Radicalismo de Teerã prejudica sua imagem estratégica

Por MICHAEL SLACKMAN
CAIRO - Antes da atual crise política no Irã, os especialistas iranianos concordavam de modo geral que a República Islâmica queria desenvolver a capacidade de construir armas nucleares, sem realmente produzi-las. Hoje, nem todos têm tanta certeza.
O principal motivo para a mudança de pensamento é a ascensão do Corpo da Guarda Revolucionária Islâmica como o mais poderoso bloco tomador de decisões no país. Mas a mudança também é consequência da disputa política entre a elite, que inverteu avaliações anteriores sobre o processo de tomada de decisões no Irã, silenciou as vozes mais pragmáticas e tornou quase impossível alguém apoiar a cooperação nuclear sem ser acusado de render-se ao Ocidente. Nas últimas semanas, milhares de pessoas se reuniram no Irã, no feriado que marca a morte do mais sagrado mártir do islamismo xiita, e houve distúrbios, os mais sangrentos desde junho no país.
Esse movimento em direção a uma linha mais dura frustrou as tentativas do presidente dos EUA, Barack Obama, de abrir um novo canal de comunicação com a liderança iraniana. E, agora, tendo definido o prazo do fim do ano para que o Irã coopere, os Estados Unidos e seus aliados ocidentais parecem dispostos a impor sanções mais duras ao país, uma medida que alguns analistas temem que possa levar as forças mais radicais a monopolizar o poder, pelo menos em curto prazo.
"Um Estado dominado pela Guarda Revolucionária, como presenciamos desde a eleição presidencial, mostrou-se muito menos prudente e muito mais violento que o comportamento comum anterior da República Islâmica do Irã", disse Rasool Nafisi, pesquisador do Irã nos EUA e coautor de um relatório sobre a Guarda Revolucionária para a Rand Corporation. "Devemos calcular com mais cautela o impacto desse Estado sobre o desenvolvimento nuclear."
Isso não quer dizer que o Irã esteja necessariamente se preparando para abandonar o Tratado de Não Proliferação Nuclear ou para fazer uma bomba e declarar-se um Estado com armas nucleares, como fez a Coreia do Norte. Mas os iranianos que apoiam o confronto total com o Ocidente predominam no debate público do país e na tomada de decisões neste momento, segundo especialistas em Irã e diplomatas europeus.

**********

- [Tarefa escrita a]:
Atualize a passagem do artigo sobre o Irã situada entre "Radicalismo de Teerã" e "têm tanta certeza.", inclusive, substituindo "especialistas iranianos" por "analistas iranianos".

Itens armazenados:
**********

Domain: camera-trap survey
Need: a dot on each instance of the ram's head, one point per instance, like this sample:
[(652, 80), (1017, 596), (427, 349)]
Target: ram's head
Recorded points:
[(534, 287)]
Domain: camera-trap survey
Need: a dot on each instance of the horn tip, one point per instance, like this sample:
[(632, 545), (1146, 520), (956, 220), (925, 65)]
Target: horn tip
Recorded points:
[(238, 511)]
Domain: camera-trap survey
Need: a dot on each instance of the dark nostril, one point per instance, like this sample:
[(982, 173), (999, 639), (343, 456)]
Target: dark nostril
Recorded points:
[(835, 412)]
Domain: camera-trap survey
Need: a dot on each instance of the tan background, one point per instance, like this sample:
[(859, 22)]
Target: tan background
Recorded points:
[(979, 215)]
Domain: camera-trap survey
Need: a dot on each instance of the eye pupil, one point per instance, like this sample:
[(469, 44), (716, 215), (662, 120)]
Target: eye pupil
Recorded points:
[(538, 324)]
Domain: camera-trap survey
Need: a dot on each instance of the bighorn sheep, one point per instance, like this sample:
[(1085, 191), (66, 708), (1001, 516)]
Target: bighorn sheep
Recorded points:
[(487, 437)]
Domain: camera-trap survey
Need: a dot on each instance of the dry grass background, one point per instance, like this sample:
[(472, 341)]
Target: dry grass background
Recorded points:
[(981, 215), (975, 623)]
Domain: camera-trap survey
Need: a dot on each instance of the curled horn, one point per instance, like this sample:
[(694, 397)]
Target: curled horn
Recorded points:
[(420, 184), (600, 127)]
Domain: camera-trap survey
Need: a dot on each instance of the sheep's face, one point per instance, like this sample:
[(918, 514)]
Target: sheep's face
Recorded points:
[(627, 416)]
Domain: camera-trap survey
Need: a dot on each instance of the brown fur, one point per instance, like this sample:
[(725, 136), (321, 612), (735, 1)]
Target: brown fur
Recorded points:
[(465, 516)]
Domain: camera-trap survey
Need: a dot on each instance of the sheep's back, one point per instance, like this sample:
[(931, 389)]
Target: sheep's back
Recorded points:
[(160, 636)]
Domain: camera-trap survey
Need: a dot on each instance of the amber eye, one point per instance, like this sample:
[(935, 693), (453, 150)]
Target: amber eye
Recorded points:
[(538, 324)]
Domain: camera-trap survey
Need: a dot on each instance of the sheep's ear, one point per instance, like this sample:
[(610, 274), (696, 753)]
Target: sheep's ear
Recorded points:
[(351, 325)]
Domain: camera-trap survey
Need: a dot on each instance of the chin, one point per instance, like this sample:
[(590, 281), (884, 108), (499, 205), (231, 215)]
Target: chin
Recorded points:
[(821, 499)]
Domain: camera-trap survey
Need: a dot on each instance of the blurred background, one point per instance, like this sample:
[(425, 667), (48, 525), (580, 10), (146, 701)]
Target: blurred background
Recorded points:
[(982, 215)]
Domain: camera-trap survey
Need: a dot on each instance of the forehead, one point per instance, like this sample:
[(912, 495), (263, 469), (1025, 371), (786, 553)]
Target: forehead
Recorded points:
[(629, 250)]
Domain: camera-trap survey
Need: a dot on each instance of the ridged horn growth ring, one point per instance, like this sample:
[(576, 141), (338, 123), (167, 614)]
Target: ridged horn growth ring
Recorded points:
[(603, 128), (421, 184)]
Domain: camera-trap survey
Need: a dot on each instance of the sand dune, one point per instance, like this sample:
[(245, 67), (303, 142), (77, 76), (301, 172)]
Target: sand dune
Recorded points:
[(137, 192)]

**********

- [Tarefa escrita b]:
Disponha como lista JSON de strings, uma por linha e sem linhas em branco, os registros compreendidos entre o início dos registros e a linha que contém "[(835, 412)]", inclusive.

- [Resultado a]:
Radicalismo de Teerã prejudica sua imagem estratégica

Por MICHAEL SLACKMAN
CAIRO - Antes da atual crise política no Irã, os analistas iranianos concordavam de modo geral que a República Islâmica queria desenvolver a capacidade de construir armas nucleares, sem realmente produzi-las. Hoje, nem todos têm tanta certeza.

- [Resultado b]:
[
  "Domain: camera-trap survey",
  "Need: a dot on each instance of the ram's head, one point per instance, like this sample:",
  "[(652, 80), (1017, 596), (427, 349)]",
  "Target: ram's head",
  "Recorded points:",
  "[(534, 287)]",
  "Domain: camera-trap survey",
  "Need: a dot on each instance of the horn tip, one point per instance, like this sample:",
  "[(632, 545), (1146, 520), (956, 220), (925, 65)]",
  "Target: horn tip",
  "Recorded points:",
  "[(238, 511)]",
  "Domain: camera-trap survey",
  "Need: a dot on each instance of the dark nostril, one point per instance, like this sample:",
  "[(982, 173), (999, 639), (343, 456)]",
  "Target: dark nostril",
  "Recorded points:",
  "[(835, 412)]"
]